_原文抜粋_:

骨も常に代謝が行われています。この病気の原因は、その代謝と骨の組成に問題があります。
正常時の骨の代謝は、骨をつくる発芽細胞と、古くなった骨を壊す破壊細胞のバランスが整っています。
骨粗鬆症は、破壊細胞は正常に働いているのに対して、発芽細胞の働きが正常でなくなったときに起こる病気です。
発芽細胞の働きが衰える理由は、発芽細胞への血流が不足するからです。骨は中からつくられ外側が破壊されて代謝が行われていきます。発芽細胞は骨の内側にあります。そこに血液を流すための血管が通っています。その血管は、貫通管(フォルクマン管)という骨を貫通している管の中を通っています。また、管通管は骨の骨単位(ハバース管)同士を結んでいます。そしてその中にも血液が通っています。

_練習課題 A_:
骨粗鬆症についての文章をもとに、次の問いに答えてください。
(i) 正常時の骨の代謝では、どの二つの細胞のバランスが整っていますか。
(ii) 骨粗鬆症は、どちらの細胞の働きが正常でなくなったときに起こる病気ですか。
(iii) 発芽細胞の働きが衰える理由として、何が挙げられていますか。
_練習課題 B_: 骨粗鬆症についての文章のうち、「骨も常に代謝が行われています」から始まり「の中にも血液が通っています。」までの部分を書き写してください。

_記録データ_:
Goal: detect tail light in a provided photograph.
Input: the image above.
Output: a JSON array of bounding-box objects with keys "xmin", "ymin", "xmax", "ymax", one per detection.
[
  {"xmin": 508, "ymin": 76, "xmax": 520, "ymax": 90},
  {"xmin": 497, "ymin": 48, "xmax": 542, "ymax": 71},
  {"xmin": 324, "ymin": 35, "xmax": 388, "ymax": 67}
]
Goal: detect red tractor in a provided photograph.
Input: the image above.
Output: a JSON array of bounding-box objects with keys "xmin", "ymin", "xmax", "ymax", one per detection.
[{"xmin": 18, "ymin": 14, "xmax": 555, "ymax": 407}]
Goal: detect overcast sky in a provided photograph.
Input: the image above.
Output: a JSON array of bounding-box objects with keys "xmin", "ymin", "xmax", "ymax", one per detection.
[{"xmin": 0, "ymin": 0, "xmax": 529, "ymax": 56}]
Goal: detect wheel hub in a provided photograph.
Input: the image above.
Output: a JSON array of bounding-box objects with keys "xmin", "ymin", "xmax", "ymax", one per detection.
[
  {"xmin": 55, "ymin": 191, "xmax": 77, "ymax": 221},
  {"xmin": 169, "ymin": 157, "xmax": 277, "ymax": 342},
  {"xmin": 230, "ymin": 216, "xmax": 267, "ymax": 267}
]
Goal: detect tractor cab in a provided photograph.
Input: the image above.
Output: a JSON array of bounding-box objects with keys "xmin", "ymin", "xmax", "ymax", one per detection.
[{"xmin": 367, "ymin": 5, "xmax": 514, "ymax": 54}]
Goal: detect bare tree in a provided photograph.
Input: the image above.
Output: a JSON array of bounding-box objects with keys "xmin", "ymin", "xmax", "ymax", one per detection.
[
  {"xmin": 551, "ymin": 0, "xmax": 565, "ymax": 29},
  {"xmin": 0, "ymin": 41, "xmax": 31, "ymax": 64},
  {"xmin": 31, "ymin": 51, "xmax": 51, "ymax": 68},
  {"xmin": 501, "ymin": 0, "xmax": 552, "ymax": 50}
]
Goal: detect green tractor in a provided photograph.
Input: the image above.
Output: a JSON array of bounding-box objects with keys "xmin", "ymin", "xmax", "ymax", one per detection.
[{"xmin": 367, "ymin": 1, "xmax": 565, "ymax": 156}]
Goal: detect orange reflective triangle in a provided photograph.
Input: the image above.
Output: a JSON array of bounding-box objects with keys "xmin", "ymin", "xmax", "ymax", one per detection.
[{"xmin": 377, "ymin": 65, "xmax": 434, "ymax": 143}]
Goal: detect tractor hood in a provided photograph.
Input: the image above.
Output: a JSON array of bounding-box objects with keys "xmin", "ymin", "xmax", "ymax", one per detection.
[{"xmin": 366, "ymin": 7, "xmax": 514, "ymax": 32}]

_解答例 A_:
(i) 骨をつくる発芽細胞と、古くなった骨を壊す破壊細胞です。
(ii) 発芽細胞です。
(iii) 発芽細胞への血流が不足することです。

_解答例 B_:
骨も常に代謝が行われています。この病気の原因は、その代謝と骨の組成に問題があります。
正常時の骨の代謝は、骨をつくる発芽細胞と、古くなった骨を壊す破壊細胞のバランスが整っています。
骨粗鬆症は、破壊細胞は正常に働いているのに対して、発芽細胞の働きが正常でなくなったときに起こる病気です。
発芽細胞の働きが衰える理由は、発芽細胞への血流が不足するからです。骨は中からつくられ外側が破壊されて代謝が行われていきます。発芽細胞は骨の内側にあります。そこに血液を流すための血管が通っています。その血管は、貫通管(フォルクマン管)という骨を貫通している管の中を通っています。また、管通管は骨の骨単位(ハバース管)同士を結んでいます。そしてその中にも血液が通っています。